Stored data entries
** BEGIN **

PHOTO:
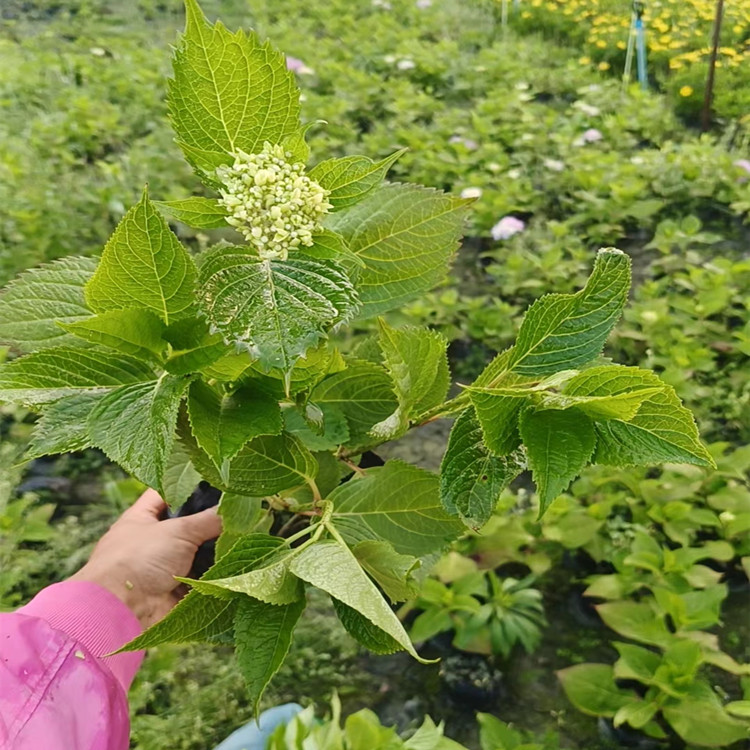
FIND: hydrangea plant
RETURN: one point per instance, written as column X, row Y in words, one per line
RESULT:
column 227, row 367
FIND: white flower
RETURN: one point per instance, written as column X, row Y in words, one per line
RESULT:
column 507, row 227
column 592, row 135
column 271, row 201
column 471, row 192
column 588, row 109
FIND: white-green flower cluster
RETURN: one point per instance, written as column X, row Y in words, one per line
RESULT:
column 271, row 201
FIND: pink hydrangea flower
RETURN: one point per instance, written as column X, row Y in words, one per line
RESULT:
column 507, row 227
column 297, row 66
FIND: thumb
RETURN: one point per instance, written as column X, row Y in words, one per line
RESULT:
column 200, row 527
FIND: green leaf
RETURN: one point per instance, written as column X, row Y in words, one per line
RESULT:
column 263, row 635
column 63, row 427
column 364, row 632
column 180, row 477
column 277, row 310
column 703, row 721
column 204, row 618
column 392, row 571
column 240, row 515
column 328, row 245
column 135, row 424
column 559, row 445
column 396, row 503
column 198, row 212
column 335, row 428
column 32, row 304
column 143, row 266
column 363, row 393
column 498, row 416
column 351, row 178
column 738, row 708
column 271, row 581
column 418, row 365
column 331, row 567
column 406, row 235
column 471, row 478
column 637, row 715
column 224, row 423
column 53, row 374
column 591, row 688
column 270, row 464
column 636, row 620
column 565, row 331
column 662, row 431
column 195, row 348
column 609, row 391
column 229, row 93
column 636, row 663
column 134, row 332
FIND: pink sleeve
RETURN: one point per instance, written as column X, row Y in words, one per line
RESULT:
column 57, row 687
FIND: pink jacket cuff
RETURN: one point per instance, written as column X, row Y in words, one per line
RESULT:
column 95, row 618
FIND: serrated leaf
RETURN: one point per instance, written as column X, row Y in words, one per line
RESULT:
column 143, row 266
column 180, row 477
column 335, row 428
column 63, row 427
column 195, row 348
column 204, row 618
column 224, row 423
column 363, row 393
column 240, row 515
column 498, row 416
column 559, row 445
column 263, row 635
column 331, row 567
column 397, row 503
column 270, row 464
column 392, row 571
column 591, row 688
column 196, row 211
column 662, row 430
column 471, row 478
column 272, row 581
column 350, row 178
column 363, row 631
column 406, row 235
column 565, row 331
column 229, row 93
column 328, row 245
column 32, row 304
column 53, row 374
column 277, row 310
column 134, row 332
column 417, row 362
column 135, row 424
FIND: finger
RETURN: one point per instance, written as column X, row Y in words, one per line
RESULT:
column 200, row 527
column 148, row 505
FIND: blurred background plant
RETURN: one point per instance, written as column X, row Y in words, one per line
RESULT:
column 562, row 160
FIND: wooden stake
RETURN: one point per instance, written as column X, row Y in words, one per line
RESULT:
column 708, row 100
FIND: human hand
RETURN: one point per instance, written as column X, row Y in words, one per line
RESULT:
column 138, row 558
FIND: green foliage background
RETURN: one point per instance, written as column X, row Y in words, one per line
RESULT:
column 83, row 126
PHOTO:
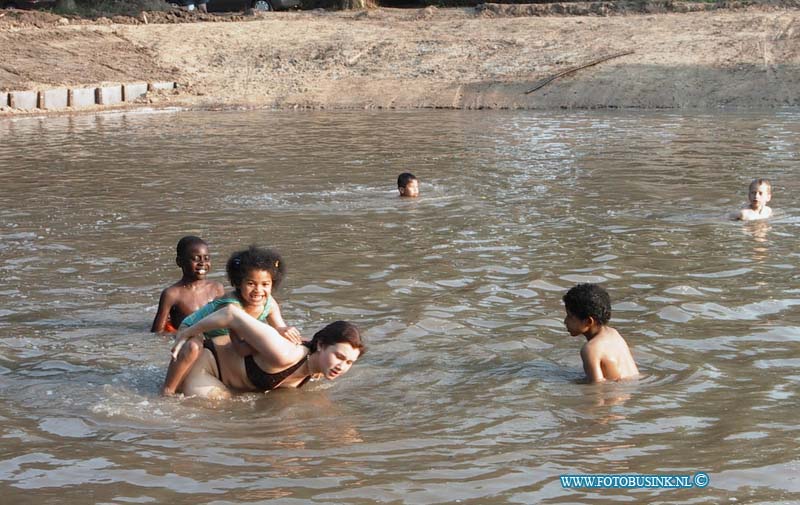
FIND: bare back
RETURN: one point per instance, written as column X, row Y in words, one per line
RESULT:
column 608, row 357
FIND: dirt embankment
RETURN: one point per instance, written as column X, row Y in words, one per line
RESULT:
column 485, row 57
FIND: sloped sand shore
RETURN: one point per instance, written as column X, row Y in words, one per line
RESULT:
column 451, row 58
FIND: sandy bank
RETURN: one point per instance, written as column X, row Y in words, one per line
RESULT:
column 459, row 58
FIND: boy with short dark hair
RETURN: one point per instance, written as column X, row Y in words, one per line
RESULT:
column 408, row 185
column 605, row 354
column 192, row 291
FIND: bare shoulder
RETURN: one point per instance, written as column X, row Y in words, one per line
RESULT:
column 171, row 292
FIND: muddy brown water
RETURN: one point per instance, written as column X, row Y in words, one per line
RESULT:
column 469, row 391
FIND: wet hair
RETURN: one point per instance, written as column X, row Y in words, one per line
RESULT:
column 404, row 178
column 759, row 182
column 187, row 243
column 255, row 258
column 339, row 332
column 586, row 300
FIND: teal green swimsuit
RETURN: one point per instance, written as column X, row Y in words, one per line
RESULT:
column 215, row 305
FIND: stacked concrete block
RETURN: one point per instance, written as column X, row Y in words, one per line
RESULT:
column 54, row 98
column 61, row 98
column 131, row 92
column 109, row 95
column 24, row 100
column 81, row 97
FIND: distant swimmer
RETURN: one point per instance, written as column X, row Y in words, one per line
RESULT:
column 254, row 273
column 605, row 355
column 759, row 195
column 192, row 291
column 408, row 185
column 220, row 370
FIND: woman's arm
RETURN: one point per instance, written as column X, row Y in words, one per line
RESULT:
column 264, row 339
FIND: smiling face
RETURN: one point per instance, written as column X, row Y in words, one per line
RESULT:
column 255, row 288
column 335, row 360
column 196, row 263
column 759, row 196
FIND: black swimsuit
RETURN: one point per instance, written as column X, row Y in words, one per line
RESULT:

** END **

● What you need to do
Arrange the lines of the data above into a numbered list, starting at the line containing "FIND: teal green swimsuit" and ending at the line containing "column 215, row 305", both included, with blank lines omitted.

● Answer to this exercise
1. FIND: teal green swimsuit
2. RETURN: one point per instance, written as column X, row Y in words, one per line
3. RESULT:
4. column 215, row 305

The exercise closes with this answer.